The problem
Transcribe all the entries word for word, but omit the images.

::::::::

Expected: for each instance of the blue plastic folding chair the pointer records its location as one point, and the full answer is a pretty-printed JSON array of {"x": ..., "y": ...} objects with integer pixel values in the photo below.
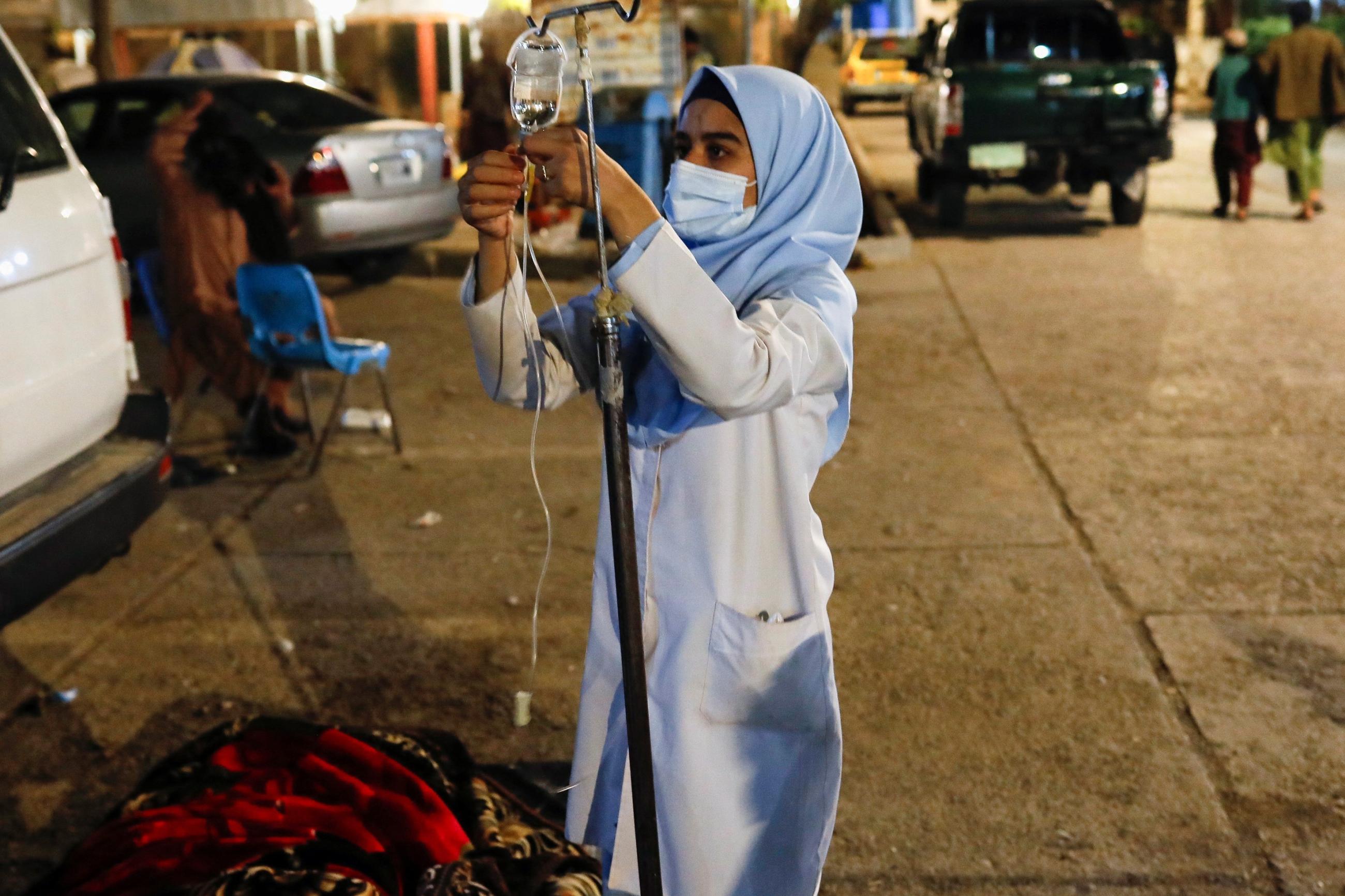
[{"x": 290, "y": 328}]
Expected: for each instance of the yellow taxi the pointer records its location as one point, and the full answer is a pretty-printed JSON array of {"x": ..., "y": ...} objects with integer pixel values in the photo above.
[{"x": 880, "y": 68}]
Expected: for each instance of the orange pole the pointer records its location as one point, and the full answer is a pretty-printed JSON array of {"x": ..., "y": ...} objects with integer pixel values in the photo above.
[
  {"x": 122, "y": 55},
  {"x": 428, "y": 65}
]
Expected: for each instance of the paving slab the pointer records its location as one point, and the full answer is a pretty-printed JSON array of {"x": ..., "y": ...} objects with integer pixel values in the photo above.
[
  {"x": 487, "y": 504},
  {"x": 1003, "y": 719},
  {"x": 1214, "y": 523},
  {"x": 940, "y": 461},
  {"x": 1269, "y": 693}
]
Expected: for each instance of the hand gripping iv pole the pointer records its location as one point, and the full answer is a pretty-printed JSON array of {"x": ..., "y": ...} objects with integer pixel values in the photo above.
[{"x": 611, "y": 391}]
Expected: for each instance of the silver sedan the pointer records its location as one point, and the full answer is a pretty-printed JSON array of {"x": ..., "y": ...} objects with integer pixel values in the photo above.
[{"x": 368, "y": 187}]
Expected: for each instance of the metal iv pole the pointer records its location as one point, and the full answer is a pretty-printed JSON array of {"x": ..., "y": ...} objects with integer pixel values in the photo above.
[{"x": 611, "y": 392}]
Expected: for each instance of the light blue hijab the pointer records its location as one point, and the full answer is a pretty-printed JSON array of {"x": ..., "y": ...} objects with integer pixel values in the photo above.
[{"x": 808, "y": 222}]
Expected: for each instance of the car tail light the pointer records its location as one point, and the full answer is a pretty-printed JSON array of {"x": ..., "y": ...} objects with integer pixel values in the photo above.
[
  {"x": 951, "y": 108},
  {"x": 1161, "y": 102},
  {"x": 124, "y": 284},
  {"x": 322, "y": 175},
  {"x": 450, "y": 162}
]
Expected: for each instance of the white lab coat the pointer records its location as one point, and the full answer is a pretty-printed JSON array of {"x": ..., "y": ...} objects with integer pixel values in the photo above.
[{"x": 744, "y": 713}]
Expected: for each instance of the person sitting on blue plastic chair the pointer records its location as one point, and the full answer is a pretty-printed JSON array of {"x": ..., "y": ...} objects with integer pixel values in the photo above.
[
  {"x": 290, "y": 331},
  {"x": 222, "y": 205}
]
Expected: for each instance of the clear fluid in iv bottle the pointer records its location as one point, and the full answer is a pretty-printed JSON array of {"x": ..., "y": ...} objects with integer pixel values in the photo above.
[
  {"x": 539, "y": 66},
  {"x": 534, "y": 115}
]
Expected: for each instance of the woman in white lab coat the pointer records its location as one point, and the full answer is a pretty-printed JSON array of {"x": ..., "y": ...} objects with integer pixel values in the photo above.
[{"x": 738, "y": 390}]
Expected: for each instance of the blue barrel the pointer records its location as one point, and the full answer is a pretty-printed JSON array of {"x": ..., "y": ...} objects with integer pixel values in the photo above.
[{"x": 638, "y": 145}]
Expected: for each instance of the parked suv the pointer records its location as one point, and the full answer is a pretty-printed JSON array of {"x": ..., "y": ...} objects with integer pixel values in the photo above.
[
  {"x": 1036, "y": 93},
  {"x": 82, "y": 461}
]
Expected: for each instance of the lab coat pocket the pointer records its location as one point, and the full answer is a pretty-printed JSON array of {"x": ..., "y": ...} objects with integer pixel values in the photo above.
[{"x": 766, "y": 675}]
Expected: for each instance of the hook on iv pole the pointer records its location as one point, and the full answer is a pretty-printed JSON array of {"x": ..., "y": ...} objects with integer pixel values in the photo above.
[{"x": 588, "y": 7}]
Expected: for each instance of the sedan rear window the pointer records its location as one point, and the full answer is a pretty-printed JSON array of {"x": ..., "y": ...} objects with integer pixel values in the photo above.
[
  {"x": 1024, "y": 34},
  {"x": 287, "y": 105},
  {"x": 25, "y": 128}
]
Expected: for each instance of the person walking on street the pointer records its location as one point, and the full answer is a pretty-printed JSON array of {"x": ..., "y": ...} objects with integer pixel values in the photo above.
[
  {"x": 1305, "y": 72},
  {"x": 1235, "y": 89}
]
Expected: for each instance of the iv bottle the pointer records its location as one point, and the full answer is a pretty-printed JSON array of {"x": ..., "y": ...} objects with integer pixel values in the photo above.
[{"x": 539, "y": 65}]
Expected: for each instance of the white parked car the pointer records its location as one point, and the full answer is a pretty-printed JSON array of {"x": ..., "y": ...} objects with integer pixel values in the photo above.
[{"x": 82, "y": 459}]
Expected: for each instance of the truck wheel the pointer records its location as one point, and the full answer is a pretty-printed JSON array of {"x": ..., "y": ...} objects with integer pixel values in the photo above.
[
  {"x": 1129, "y": 192},
  {"x": 951, "y": 203},
  {"x": 926, "y": 180}
]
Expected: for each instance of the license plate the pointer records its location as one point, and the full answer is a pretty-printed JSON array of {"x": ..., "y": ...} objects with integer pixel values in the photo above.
[
  {"x": 1000, "y": 156},
  {"x": 398, "y": 171}
]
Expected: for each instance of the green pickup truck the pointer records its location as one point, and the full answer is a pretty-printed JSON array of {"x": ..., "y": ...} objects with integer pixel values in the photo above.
[{"x": 1037, "y": 93}]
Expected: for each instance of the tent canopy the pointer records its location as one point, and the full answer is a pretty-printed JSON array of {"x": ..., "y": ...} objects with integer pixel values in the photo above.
[{"x": 182, "y": 14}]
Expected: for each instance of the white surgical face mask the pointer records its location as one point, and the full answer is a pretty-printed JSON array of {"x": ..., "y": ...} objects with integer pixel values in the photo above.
[{"x": 704, "y": 205}]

::::::::

Task response
Expected: for each instance of the blue plastic folding chair the pointer records its location as one point, and the full answer is a pretty-printed JSON array of {"x": ..., "y": ...} objects with integer pixel values in the photo below.
[{"x": 290, "y": 328}]
Expected: for each instance of the yellow taxi the pointer records its location as one point, and the full answer is a pretty-printed JSON array of {"x": ..., "y": ...} objects with integer pixel values in the photo above.
[{"x": 880, "y": 68}]
Expected: for each instance of the orange pole the pointer records its location as one point, and the full answer is a pretty-printed JSON array of {"x": ..., "y": ...} objects with integer pixel values in the photo above.
[
  {"x": 122, "y": 55},
  {"x": 428, "y": 65}
]
Expected: for each instance of the paving slab the pointer records its location as one point, and the full answer is a pretty-printed JSON array of {"x": ..., "y": ...} objects with integer pixel values in the photo above.
[
  {"x": 487, "y": 504},
  {"x": 1003, "y": 719},
  {"x": 1214, "y": 523},
  {"x": 940, "y": 461},
  {"x": 1269, "y": 693}
]
Expected: for each instance of the hand gripping iv pole the pointer records its location as one point, and the full answer is a pretty-printed JSON array of {"x": ..., "y": ...} objects with integer pixel values in the photo above.
[{"x": 611, "y": 391}]
Expected: for each instance of the silver sedan the pointer records its location as one point, and the full answer is a pretty-printed JSON array of {"x": ..., "y": ...} objects with integer pixel values in the photo above.
[{"x": 368, "y": 187}]
Expected: for each instance of the metal iv pole the pointer records its location as one point, and the full answer is a pretty-printed JSON array of {"x": ..., "y": ...} objects with integer pixel values in the photo above.
[{"x": 611, "y": 392}]
Expected: for each instance of the light blue hijab the pointer records its location as one point, and the full answer is a pretty-printed JSON array of {"x": ..., "y": ...} objects with integer pixel values in the photo above.
[{"x": 808, "y": 222}]
Expected: for each instance of the car tail light the pointer records its location as one point, and the full answer is a pretty-printed JSON array of {"x": ..., "y": ...} objects with integer pixel values in the photo above.
[
  {"x": 951, "y": 108},
  {"x": 1161, "y": 102},
  {"x": 124, "y": 284},
  {"x": 322, "y": 175},
  {"x": 450, "y": 162}
]
Expected: for each instance of the white lab coat the pointer records its location as one point, and the full answer is a pretty-printed JSON array of {"x": ..., "y": ...} objects with integer pixel values in the photo above.
[{"x": 744, "y": 713}]
Expected: for each instance of the person sitting on blue plastic chair the pointer records its location as one point, and the full answer is a pretty-printed JSON array of {"x": ..., "y": ...} objects with integer pixel values in the photo above.
[
  {"x": 290, "y": 331},
  {"x": 222, "y": 205}
]
Expected: for each instance of the clear fluid in iv bottle the pointer records its location as one point, and the full answer is a pretty-printed JSON array of {"x": ..., "y": ...} objects with integer pixel values in the photo above.
[
  {"x": 539, "y": 66},
  {"x": 534, "y": 115}
]
Expected: for each instance of the woman in white lab coat the pointer records its location as one point, and the full answer is a pretty-printed JSON array of {"x": ..., "y": ...} objects with integer pixel values in the photo above.
[{"x": 738, "y": 390}]
Expected: for each instance of the blue barrel the pointer records its location as one point, and the full answer is a pretty-printed JSON array of {"x": ..., "y": ...} objects with integer pixel values in the photo above.
[{"x": 638, "y": 145}]
Expected: for each instance of the parked suv the pointer records its location as one point, and the full answer is a pretty-printed JSON array of {"x": ..., "y": ...} objects with integer pixel values in the photo above.
[
  {"x": 1036, "y": 93},
  {"x": 82, "y": 461}
]
Expected: for each instance of the lab coat pocket the pointer records its location as one point, and the full answer is a pretty-printed JSON array of {"x": ..., "y": ...} objects with integer pixel values in the photo above.
[{"x": 766, "y": 675}]
Expected: for each instance of the hook on iv pole the pointer records its location as one point, and the full answer is a pretty-printed JSON array of {"x": ..., "y": ...} objects with integer pixel values in the photo above.
[{"x": 588, "y": 7}]
Expected: for each instance of the sedan rear window the pointer records its location as one point, and the full answer is a pretty-printed JSON array of {"x": ..., "y": ...} objects with integer pixel values in the photo above.
[
  {"x": 1024, "y": 34},
  {"x": 287, "y": 105},
  {"x": 25, "y": 128}
]
Expected: for each instance of the person walking on street the pointer records its location as one point, and the full answer is a pretty-printed JSON array of {"x": ..., "y": ...} objects with integer pixel values in the photo above.
[
  {"x": 1305, "y": 72},
  {"x": 1235, "y": 89}
]
Expected: for each instance of the iv bottle the pointer records its location as one point, and the full answer is a pretty-printed JSON array of {"x": ..., "y": ...} objects with integer pixel values in the photo above.
[{"x": 539, "y": 65}]
Expected: for each instance of the white parked car the pointer records its location as one point, and the full answer is a pretty-printed JSON array of {"x": ..., "y": ...} objects with integer pixel values in the photo above.
[{"x": 82, "y": 459}]
Expected: for each instance of the truck wheel the pointer records its location as one point, and the full answer is a pretty-printed JSON array of {"x": ..., "y": ...} objects with integer pixel values in the photo above.
[
  {"x": 1129, "y": 192},
  {"x": 951, "y": 203},
  {"x": 926, "y": 180}
]
Expected: for each instance of the license plate the pointer records its location as one point, and the full answer is a pretty-printed JSON array of {"x": ..., "y": ...} objects with integer pixel values in the photo above.
[
  {"x": 1000, "y": 156},
  {"x": 398, "y": 171}
]
Expected: for each instance of the green pickup truck the pointer records its location as one point, and the full answer is a pretty-printed JSON array of {"x": ..., "y": ...} objects with integer pixel values in the photo above.
[{"x": 1037, "y": 93}]
Expected: for each instance of the tent canopy the pointer records its location as one point, and the full answer is a pretty-printed JSON array of {"x": ..., "y": ...} objects with integer pixel values in the photo above.
[{"x": 182, "y": 14}]
Expected: for each instance of the white surgical face mask the pointer records its location as one point, and the full answer is a pretty-printed JSON array of {"x": ..., "y": ...} objects with integer pixel values in the photo above.
[{"x": 704, "y": 205}]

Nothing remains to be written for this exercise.